[Exercise brief] Starting from the line that contains "the white t-shirt, locate", reproduce each line exactly through the end of the material, and include no other lines.

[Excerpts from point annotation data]
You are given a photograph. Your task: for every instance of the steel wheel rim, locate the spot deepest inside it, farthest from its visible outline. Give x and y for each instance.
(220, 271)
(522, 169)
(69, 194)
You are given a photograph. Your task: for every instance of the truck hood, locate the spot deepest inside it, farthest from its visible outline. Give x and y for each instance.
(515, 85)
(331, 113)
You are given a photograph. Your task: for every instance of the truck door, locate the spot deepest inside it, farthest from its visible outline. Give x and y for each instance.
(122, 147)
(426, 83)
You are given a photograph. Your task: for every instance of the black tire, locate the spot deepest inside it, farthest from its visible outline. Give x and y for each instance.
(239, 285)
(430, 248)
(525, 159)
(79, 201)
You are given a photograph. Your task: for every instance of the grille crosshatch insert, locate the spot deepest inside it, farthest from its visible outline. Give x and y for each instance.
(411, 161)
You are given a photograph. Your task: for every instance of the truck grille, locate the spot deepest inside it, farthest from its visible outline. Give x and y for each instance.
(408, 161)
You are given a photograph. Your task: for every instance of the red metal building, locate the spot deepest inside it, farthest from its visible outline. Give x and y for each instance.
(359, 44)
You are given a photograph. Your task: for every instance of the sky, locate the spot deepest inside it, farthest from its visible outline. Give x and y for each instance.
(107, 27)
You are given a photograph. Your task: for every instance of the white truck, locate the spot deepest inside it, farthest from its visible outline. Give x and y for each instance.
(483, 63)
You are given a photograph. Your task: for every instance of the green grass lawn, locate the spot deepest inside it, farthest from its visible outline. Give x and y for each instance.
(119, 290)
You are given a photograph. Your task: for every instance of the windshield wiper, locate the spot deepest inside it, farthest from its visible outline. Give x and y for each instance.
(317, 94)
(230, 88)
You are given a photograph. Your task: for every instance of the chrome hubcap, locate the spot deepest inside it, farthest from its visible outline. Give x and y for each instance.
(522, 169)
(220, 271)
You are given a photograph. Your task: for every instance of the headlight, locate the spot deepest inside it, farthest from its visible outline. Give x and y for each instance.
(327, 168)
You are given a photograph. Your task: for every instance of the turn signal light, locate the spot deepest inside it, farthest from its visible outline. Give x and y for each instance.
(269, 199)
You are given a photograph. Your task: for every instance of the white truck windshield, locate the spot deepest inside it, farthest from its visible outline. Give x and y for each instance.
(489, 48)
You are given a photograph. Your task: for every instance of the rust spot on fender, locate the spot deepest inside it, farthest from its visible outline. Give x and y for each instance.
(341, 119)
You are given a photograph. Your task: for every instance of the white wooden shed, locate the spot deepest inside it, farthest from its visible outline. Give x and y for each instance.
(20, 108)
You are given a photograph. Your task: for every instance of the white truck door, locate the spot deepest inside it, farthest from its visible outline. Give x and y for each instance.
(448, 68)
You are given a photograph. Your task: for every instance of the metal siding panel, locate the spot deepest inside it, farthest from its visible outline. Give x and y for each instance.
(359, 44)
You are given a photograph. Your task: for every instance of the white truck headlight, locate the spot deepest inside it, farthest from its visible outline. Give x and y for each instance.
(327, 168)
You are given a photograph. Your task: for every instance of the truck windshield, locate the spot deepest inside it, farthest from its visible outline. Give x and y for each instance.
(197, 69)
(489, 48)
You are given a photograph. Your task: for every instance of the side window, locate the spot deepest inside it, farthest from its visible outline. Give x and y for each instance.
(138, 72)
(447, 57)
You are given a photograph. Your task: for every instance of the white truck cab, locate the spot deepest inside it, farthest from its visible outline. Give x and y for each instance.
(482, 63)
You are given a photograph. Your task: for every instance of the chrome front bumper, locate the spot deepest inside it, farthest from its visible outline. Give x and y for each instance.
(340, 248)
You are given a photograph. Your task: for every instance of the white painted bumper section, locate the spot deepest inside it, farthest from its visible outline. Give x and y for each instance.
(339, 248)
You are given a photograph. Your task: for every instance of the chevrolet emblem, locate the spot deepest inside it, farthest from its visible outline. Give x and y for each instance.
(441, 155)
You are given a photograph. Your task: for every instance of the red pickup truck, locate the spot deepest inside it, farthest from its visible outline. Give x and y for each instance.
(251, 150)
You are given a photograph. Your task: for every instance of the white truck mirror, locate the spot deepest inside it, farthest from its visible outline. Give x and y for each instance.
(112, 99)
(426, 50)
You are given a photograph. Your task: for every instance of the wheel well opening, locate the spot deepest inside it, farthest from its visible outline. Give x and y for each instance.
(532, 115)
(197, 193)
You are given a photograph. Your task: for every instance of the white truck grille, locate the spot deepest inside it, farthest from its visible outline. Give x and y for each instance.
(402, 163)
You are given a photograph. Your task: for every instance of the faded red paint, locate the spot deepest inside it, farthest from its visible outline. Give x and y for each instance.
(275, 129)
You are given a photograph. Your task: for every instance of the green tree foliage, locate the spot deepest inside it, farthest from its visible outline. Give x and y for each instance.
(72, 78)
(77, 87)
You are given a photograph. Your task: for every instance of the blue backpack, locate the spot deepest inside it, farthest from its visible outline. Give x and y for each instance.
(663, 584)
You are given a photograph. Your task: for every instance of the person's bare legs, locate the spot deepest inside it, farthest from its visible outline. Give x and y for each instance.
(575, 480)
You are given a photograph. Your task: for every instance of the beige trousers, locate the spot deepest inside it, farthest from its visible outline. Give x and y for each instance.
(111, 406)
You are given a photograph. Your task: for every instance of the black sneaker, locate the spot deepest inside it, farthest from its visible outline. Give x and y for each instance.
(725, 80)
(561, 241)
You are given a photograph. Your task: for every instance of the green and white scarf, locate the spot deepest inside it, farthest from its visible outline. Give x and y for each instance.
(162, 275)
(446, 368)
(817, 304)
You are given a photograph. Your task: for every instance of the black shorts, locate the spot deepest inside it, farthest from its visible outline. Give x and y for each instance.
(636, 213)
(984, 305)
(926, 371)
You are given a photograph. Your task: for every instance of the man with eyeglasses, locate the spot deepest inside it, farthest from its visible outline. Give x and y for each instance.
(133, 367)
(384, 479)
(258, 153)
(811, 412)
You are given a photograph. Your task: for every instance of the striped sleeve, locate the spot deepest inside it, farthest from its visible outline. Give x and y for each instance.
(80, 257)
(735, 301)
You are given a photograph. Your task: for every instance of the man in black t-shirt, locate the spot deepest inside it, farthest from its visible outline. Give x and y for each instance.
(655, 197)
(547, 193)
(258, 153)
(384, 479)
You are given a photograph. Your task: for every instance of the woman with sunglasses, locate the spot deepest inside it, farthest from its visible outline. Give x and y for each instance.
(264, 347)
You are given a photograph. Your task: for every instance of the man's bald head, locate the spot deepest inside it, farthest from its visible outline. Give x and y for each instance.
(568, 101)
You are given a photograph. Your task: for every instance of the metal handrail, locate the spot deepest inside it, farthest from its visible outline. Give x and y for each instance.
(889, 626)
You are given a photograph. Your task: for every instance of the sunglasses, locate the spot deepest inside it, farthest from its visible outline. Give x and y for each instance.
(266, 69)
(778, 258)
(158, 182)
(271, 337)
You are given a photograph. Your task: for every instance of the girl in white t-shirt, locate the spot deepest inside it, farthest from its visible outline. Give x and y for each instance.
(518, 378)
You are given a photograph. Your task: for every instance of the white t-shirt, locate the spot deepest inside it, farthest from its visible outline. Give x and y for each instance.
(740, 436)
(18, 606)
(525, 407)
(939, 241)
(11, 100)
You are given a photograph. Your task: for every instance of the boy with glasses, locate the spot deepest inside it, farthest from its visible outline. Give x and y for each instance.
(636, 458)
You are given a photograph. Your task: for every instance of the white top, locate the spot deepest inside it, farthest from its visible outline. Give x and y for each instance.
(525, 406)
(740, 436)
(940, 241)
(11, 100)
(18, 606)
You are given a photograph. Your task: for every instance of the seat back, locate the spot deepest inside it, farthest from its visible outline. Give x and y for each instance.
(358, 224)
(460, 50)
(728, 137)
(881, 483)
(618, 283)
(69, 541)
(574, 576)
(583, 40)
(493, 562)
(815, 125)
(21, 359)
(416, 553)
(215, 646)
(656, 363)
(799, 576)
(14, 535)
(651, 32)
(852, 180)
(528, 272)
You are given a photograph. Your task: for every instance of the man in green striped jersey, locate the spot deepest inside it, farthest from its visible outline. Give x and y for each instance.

[Written answer]
You are given a photograph. Your task: for every instance of the white t-shirt, locate the spot deepest inside it, farthest from its visible outline. Give x and y for each instance.
(740, 436)
(18, 606)
(525, 407)
(939, 241)
(11, 100)
You are given a photograph. Your task: for every instance of the boy with glasses, locate the spot deepest inside it, farthest from its visible outline. Give x and y for each instance.
(636, 458)
You are given a photograph. Your task: for every instance of the white top, locate the spot deepest inside it, farthest from its visible outline. Give x and y for each instance.
(525, 406)
(740, 436)
(940, 241)
(11, 100)
(18, 606)
You are given a photograph. Your task: for every instance of the seat back, locate the spot deepest inside it, farthest from its visible outline. Give x and y for each instance.
(358, 224)
(460, 50)
(728, 137)
(881, 483)
(618, 283)
(69, 541)
(574, 576)
(583, 40)
(493, 562)
(815, 125)
(21, 359)
(416, 553)
(215, 646)
(656, 363)
(799, 576)
(14, 535)
(651, 32)
(852, 180)
(528, 272)
You are given a photograph. Your task: for every instance of the man in green striped jersey, locate the spot deepest inside it, farthest from its visible outline. Give x and y for each instance.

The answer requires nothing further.